## Selection
========================================
Video of the Day: Interview with Coinbase Founder Brian Armstrong

This is one of the most interesting Bitcoin-related videos I have ever watched, and I have watched plenty. Coinbase has been at the center of BTC news as of late after it became the recipient of the largest investment ever in the Bitcoin space when Andreessen Horowitz announced a $25 million capital infusion. I personally set up an account at Coinbase recently and have been very pleased with my experience so far. I feel even more comfortable having watched the founder Brian Armstrong speak in this video. Not only do I like the way his mind works, but I’m impressed that he has a background in both Computer Science and Economics.

The topics in this video are wide-ranging and it answered a lot of my own personal questions. The highlights for me were:

1) The fact that they keep about 95% of customer BTC offline in cold storage (not connected to the internet). They maintain 5% of customer funds in a hot-wallet used to handle normal day-to-day activity. It was also fun to hear the process of how they go about retrieving offline private keys in the case of outsized trading activity.

2) The potential change within the Bitcoin community to move from price quoting per BTC to mBTC (1/1000 of a bitcoin).

3) The fact that they are in discussions with very large merchants about accepting BTC. He thinks 2014 will be a huge year for merchant adoption (recall just yesterday the CEO of Overstock said they would begin accepting it in 2H14).
========================================
Transcribe the stretch of the Coinbase interview post from "1) The fact" through "it in 2H14).". The items stand apart from the Coinbase interview post and are separate material.

## Dataset records on object locations
========================================
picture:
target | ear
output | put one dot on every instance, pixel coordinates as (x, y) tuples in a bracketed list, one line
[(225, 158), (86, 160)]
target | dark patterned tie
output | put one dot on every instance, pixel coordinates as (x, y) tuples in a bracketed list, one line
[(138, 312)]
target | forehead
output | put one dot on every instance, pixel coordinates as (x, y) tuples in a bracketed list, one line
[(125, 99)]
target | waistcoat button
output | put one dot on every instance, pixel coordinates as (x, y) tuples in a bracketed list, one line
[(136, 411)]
========================================
## Solution to this task
1) The fact that they keep about 95% of customer BTC offline in cold storage (not connected to the internet). They maintain 5% of customer funds in a hot-wallet used to handle normal day-to-day activity. It was also fun to hear the process of how they go about retrieving offline private keys in the case of outsized trading activity.

2) The potential change within the Bitcoin community to move from price quoting per BTC to mBTC (1/1000 of a bitcoin).

3) The fact that they are in discussions with very large merchants about accepting BTC. He thinks 2014 will be a huge year for merchant adoption (recall just yesterday the CEO of Overstock said they would begin accepting it in 2H14).